Find every line in the records that contains the string "window" and copy each one.

[start]

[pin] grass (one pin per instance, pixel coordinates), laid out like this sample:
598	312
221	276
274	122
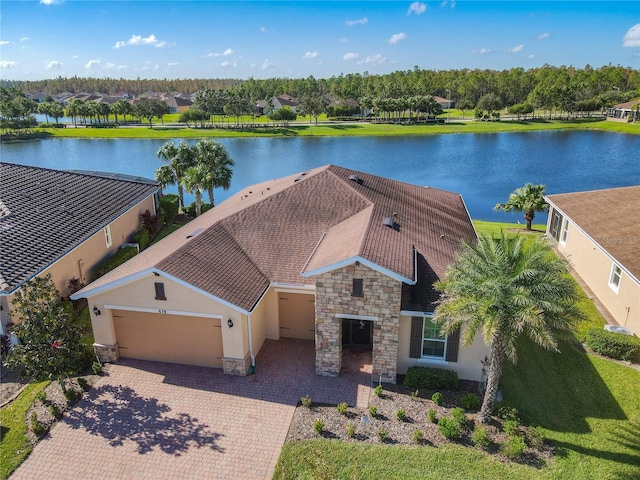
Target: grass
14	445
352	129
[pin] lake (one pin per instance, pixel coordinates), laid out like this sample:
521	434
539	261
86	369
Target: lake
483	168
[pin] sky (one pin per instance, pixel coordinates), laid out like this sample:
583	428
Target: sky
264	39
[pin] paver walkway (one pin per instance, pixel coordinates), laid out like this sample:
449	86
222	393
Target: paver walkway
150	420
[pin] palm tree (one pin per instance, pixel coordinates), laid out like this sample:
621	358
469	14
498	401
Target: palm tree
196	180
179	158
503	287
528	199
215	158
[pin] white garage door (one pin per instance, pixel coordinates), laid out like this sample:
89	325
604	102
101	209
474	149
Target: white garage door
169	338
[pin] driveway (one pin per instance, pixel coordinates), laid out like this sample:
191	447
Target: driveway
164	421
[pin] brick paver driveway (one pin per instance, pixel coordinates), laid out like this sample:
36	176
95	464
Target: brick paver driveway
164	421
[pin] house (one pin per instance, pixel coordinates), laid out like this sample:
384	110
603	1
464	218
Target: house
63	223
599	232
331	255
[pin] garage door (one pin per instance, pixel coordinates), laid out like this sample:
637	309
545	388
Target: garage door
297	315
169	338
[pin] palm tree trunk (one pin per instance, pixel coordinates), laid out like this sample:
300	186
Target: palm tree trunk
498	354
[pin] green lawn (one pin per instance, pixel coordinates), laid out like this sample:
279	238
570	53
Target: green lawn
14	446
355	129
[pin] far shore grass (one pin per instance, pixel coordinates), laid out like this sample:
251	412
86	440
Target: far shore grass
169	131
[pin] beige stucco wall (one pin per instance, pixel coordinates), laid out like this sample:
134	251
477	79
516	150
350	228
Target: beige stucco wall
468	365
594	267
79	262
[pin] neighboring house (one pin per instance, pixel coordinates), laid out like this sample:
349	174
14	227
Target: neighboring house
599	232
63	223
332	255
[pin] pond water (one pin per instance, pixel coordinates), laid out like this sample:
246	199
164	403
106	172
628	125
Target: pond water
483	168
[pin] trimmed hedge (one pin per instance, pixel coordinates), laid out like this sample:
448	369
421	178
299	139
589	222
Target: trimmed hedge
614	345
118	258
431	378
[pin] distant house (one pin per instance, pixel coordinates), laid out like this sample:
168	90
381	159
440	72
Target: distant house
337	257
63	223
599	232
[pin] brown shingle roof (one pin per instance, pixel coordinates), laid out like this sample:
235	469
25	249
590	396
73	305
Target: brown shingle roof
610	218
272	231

[end]
[start]

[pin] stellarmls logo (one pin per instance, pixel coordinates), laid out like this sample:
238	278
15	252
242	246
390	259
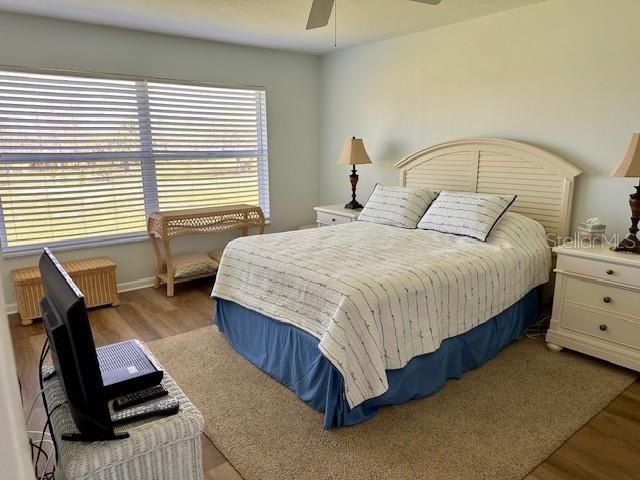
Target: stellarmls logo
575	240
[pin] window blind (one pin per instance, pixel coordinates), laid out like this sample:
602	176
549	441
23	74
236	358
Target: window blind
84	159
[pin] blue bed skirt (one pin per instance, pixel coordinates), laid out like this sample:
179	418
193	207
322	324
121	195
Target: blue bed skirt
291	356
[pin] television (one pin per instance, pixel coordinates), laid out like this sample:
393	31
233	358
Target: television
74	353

[end]

### The answer
[pin] window blind (one pin per instance, pixel coordinates), laid out like this sample:
Target: window blind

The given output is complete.